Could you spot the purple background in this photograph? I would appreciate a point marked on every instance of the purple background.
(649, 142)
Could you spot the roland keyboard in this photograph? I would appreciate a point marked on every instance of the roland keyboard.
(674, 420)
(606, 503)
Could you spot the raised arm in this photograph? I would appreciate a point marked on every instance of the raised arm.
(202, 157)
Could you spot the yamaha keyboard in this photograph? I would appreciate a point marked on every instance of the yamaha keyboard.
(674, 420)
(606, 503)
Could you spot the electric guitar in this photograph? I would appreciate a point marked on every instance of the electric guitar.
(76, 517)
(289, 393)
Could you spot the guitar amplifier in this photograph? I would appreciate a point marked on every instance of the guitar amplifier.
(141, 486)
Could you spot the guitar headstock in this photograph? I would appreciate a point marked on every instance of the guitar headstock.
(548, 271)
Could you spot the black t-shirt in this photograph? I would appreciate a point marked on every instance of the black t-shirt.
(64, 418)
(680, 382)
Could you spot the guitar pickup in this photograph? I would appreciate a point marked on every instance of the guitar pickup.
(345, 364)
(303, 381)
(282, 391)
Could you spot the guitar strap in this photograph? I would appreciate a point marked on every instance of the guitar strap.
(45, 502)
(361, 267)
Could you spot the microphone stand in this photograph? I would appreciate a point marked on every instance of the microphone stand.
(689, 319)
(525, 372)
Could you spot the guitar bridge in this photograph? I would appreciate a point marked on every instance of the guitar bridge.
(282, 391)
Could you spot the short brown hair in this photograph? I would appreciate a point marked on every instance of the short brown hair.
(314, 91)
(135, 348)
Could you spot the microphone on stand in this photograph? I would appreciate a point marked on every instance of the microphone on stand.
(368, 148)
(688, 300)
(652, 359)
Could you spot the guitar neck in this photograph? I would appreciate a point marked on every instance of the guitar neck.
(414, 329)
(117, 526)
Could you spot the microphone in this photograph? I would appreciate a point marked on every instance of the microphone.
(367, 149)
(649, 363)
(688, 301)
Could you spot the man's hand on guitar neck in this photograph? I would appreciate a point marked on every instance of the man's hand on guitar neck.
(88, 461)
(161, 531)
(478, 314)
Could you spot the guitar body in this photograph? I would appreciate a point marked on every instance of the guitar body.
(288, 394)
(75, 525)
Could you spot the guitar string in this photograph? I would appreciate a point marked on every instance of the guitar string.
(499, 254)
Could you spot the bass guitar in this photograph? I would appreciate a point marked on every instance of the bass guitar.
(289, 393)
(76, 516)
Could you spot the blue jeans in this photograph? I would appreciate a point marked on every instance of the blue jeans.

● ● ● ● ●

_Set problem_
Rewrite the part of the rows above that opens with the line containing "Could you spot the bass" and runs through the final row as a JSON list of strings. Give one string per line and leave out any blank lines.

_Result below_
[
  "Could you spot the bass guitar in this photograph? I would appreciate a point marked on every instance of the bass guitar.",
  "(289, 393)",
  "(76, 516)",
  "Could you spot the blue jeans in this photograph? I would appreciate a point marked on every instance of the blue jeans."
]